■ **WRITTEN EXERCISE**
Could you turn all of these records into a two-column CSV with the headers instruction and points, giving one row per "# point at" line, with that line's text under instruction and the coordinates that follow it under points? Put each field in quotes, replace line breaks with spaces, and leave out the picture markers.

-- START OF MATERIAL PROVIDED --

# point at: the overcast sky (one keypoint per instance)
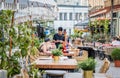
(20, 1)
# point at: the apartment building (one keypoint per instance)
(102, 9)
(70, 12)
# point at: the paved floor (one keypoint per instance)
(113, 71)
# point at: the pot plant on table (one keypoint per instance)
(88, 66)
(56, 53)
(116, 56)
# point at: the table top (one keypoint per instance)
(80, 75)
(48, 63)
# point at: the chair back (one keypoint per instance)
(105, 66)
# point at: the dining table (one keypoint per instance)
(63, 64)
(80, 75)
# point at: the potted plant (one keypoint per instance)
(88, 66)
(116, 56)
(56, 53)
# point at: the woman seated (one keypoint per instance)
(46, 47)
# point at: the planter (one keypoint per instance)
(56, 58)
(117, 63)
(88, 74)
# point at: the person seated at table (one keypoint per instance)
(46, 47)
(115, 42)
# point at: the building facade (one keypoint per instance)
(70, 13)
(102, 9)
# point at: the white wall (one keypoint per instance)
(69, 24)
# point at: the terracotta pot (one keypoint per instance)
(56, 58)
(117, 63)
(88, 74)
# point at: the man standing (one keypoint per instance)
(58, 37)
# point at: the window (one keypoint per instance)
(70, 16)
(61, 16)
(65, 16)
(85, 15)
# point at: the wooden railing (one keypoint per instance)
(12, 6)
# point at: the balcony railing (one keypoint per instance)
(12, 6)
(115, 2)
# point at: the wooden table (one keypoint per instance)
(65, 64)
(80, 75)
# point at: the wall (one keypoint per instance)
(69, 24)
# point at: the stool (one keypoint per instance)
(55, 73)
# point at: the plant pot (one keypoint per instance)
(117, 63)
(88, 74)
(56, 58)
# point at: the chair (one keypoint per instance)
(84, 56)
(55, 73)
(105, 66)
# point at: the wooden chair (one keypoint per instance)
(104, 68)
(55, 73)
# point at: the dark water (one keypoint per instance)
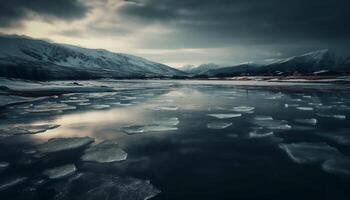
(188, 160)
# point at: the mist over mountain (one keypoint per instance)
(24, 57)
(200, 69)
(305, 64)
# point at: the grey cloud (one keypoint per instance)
(12, 12)
(230, 22)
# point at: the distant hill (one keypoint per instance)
(316, 62)
(201, 69)
(28, 58)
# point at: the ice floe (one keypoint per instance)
(338, 166)
(305, 108)
(274, 124)
(218, 125)
(312, 121)
(309, 153)
(159, 128)
(169, 108)
(75, 101)
(105, 152)
(49, 107)
(7, 100)
(225, 116)
(335, 116)
(243, 109)
(148, 128)
(100, 106)
(290, 105)
(62, 144)
(26, 129)
(12, 182)
(4, 165)
(341, 137)
(173, 121)
(60, 172)
(262, 118)
(260, 134)
(92, 186)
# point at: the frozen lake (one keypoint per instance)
(179, 140)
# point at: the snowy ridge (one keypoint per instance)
(59, 61)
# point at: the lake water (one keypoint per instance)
(190, 139)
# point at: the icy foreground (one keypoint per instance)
(60, 172)
(106, 187)
(157, 129)
(105, 152)
(64, 144)
(41, 60)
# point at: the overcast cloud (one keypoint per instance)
(178, 32)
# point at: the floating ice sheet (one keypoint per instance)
(49, 107)
(105, 152)
(338, 166)
(4, 165)
(225, 116)
(12, 182)
(218, 125)
(148, 128)
(91, 186)
(305, 108)
(341, 137)
(159, 128)
(312, 121)
(173, 121)
(243, 109)
(26, 129)
(274, 124)
(309, 153)
(335, 116)
(75, 101)
(169, 108)
(100, 106)
(60, 172)
(262, 118)
(62, 144)
(260, 134)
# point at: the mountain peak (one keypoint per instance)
(24, 57)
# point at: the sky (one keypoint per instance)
(181, 32)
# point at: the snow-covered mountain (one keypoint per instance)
(23, 57)
(199, 69)
(306, 63)
(236, 70)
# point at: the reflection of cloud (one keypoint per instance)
(185, 31)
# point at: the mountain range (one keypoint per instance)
(316, 62)
(28, 58)
(200, 69)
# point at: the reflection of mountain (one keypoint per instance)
(201, 69)
(28, 58)
(309, 63)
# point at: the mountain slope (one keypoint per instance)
(28, 58)
(304, 64)
(199, 69)
(232, 71)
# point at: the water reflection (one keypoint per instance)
(164, 131)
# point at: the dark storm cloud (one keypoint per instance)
(13, 12)
(247, 21)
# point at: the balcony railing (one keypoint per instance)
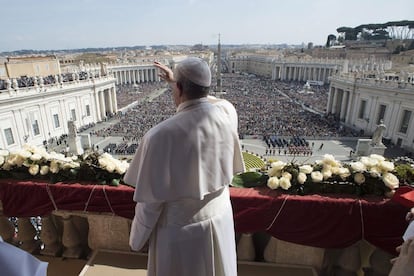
(76, 234)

-- END OF MATERIAL PROVIDED --

■ **ANSWER FOR THIS EXERCISE**
instruction,points
"# point at: the overcast sky (one keypoint per instance)","(20, 1)"
"# point at: the apartment building (one keypoint per instance)","(102, 9) (70, 12)"
"# point at: the paved floor (one keypoint per instance)","(113, 71)"
"# point at: the pot plant on table (one keypoint per instance)","(88, 66) (56, 53) (116, 56)"
"# point at: the table top (one keypoint per instance)","(80, 75) (48, 63)"
"# point at: the chair back (one keypoint per instance)","(105, 66)"
"# point at: the dining table (one keypoint per instance)","(63, 64) (80, 75)"
"# point at: the potted plant (one keypoint per instance)","(88, 66) (116, 56) (56, 53)"
"# point at: the woman seated (one keypoint per instance)","(46, 47)"
"# point at: the planter (one keypoint per instance)","(56, 58) (117, 63) (88, 74)"
"# point at: the person seated at table (one keypoint per instance)","(46, 47) (115, 42)"
"# point at: the building facade (one keypoint per instance)","(70, 13) (102, 9)"
"# point at: the white wall (one keypoint per instance)","(69, 24)"
"# point at: the terracotta pot (one keypoint per instance)","(56, 58) (117, 63) (88, 74)"
"# point at: the man standing (one keypoint per instance)","(58, 37)"
"# point at: the window (one keypoint per instance)","(70, 16) (61, 16) (65, 16) (85, 15)"
"# point at: the wooden railing (one keypoint per instance)","(12, 6)"
"# point at: the balcony railing (one keypoint per instance)","(12, 6) (115, 2)"
"# point at: the wooden table (one keypoint per instance)","(65, 64) (80, 75)"
"# point at: the wall (one keypoint per instance)","(69, 24)"
"# point at: the stool (one keypoint per instance)","(55, 73)"
"# point at: the plant pot (one keypoint per instance)","(117, 63) (88, 74) (56, 58)"
"# point at: the chair (one keypoint per instance)","(84, 56) (55, 73) (105, 66)"
"# point at: the wooden chair (one keypoint per instance)","(104, 68) (55, 73)"
"# point at: the dark water (one keypoint per instance)","(188, 160)"
"# point at: the mist over mountain (one keypoint per instance)","(24, 57) (200, 69) (305, 64)"
"# point at: the grey cloud (one keypoint per instance)","(12, 12) (230, 22)"
"# point at: the distant hill (one keypoint per instance)","(316, 62) (201, 69) (28, 58)"
"# point at: the ice floe (one keypoint per instance)","(338, 166) (305, 108) (274, 124) (218, 125) (312, 121) (309, 153) (159, 128) (169, 108) (75, 101) (105, 152) (49, 107) (7, 100) (225, 116) (335, 116) (243, 109) (148, 128) (100, 106) (290, 105) (62, 144) (26, 129) (12, 182) (4, 165) (341, 137) (173, 121) (60, 172) (262, 118) (260, 134) (92, 186)"
"# point at: the frozen lake (one keypoint per instance)","(179, 140)"
"# point at: the snowy ridge (one keypoint per instance)","(59, 61)"
"# point at: the lake water (one keypoint per instance)","(190, 139)"
"# point at: the icy foreground (one keypoint per instance)","(60, 172) (106, 187) (157, 129) (105, 152) (64, 144) (41, 60)"
"# point at: the overcast cloud (one keypoint per instance)","(178, 32)"
"# point at: the floating ice sheet (one keypoint per instance)","(49, 107) (105, 152) (338, 166) (4, 165) (225, 116) (12, 182) (218, 125) (148, 128) (91, 186) (305, 108) (341, 137) (159, 128) (312, 121) (173, 121) (243, 109) (26, 129) (274, 124) (309, 153) (335, 116) (75, 101) (169, 108) (100, 106) (60, 172) (262, 118) (62, 144) (260, 134)"
"# point at: the mountain peak (one keypoint per instance)","(24, 57)"
"# point at: the sky (one keypoint per instance)","(181, 32)"
"# point at: the snow-covered mountain (one keypoint per instance)","(23, 57) (199, 69) (306, 63) (236, 70)"
"# point at: the reflection of cloud (one keypoint per instance)","(185, 31)"
"# point at: the mountain range (one keypoint per instance)","(316, 62) (28, 58) (200, 69)"
"# point at: the reflection of mountain (one keypoint per instance)","(201, 69) (28, 58) (309, 63)"
"# point at: the mountain slope (one keypoint per instance)","(28, 58) (304, 64) (199, 69) (232, 71)"
"# point at: the water reflection (one keypoint per instance)","(164, 131)"
"# point at: the dark storm cloud (one keypoint per instance)","(13, 12) (247, 21)"
"# point at: the balcony railing (one keypoint per instance)","(76, 234)"